BEGIN TASK INPUT

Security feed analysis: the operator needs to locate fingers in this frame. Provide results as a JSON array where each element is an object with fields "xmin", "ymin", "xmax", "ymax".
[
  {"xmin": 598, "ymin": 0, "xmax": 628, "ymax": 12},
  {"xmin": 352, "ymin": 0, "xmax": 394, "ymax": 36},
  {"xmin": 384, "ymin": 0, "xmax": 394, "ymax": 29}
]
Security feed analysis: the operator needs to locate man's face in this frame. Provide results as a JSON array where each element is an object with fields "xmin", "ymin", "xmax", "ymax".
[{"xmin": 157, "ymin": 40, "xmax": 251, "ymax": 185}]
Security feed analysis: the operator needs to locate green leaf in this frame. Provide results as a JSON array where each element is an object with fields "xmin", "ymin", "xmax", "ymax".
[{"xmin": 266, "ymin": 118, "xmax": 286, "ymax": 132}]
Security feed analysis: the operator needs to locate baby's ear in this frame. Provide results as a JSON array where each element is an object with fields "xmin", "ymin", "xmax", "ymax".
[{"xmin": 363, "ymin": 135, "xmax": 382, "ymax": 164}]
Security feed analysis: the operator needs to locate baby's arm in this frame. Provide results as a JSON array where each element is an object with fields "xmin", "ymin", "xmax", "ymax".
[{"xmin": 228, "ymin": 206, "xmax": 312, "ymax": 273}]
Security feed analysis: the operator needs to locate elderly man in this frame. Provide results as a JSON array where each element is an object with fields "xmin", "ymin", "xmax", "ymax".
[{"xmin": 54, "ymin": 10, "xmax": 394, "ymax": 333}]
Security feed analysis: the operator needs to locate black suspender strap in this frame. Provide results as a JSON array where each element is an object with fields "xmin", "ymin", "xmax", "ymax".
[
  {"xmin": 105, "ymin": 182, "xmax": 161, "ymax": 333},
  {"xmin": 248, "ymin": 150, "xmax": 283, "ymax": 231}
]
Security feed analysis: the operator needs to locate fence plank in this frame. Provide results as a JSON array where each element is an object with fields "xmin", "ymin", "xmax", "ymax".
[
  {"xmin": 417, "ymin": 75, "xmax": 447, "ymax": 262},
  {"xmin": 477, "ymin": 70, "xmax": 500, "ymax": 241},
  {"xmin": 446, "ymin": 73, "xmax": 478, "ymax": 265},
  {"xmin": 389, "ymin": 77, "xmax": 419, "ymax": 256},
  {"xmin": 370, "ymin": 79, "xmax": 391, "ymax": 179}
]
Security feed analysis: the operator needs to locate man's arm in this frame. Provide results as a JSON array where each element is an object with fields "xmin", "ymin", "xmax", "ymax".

END TASK INPUT

Recast the entries above as a Markdown table with the columns "Row" and "Content", omitting blank lines. Start at the line containing "Security feed analysis: the operator needs to locate black" and continue through the end of the entries.

■ ANSWER TO THIS EXERCISE
| Row | Content |
|---|---|
| 1 | Security feed analysis: the operator needs to locate black suspender strap in this frame. Provide results as a JSON array where each element is an object with fields "xmin", "ymin", "xmax", "ymax". |
| 2 | [ |
| 3 |   {"xmin": 105, "ymin": 182, "xmax": 161, "ymax": 333}, |
| 4 |   {"xmin": 248, "ymin": 150, "xmax": 283, "ymax": 231} |
| 5 | ] |
| 6 | Security feed analysis: the operator needs to locate fence plank in this frame. Provide results as a JSON array where each element is an object with fields "xmin", "ymin", "xmax", "ymax". |
| 7 | [ |
| 8 |   {"xmin": 417, "ymin": 75, "xmax": 447, "ymax": 262}, |
| 9 |   {"xmin": 477, "ymin": 70, "xmax": 500, "ymax": 241}, |
| 10 |   {"xmin": 446, "ymin": 73, "xmax": 478, "ymax": 265}, |
| 11 |   {"xmin": 389, "ymin": 77, "xmax": 419, "ymax": 256}, |
| 12 |   {"xmin": 370, "ymin": 79, "xmax": 391, "ymax": 179} |
| 13 | ] |
| 14 | Security feed analysis: the operator needs to locate man's arm in this frame. Provide results as a JSON array where each element is an object with fields "xmin", "ymin", "xmax", "ymax". |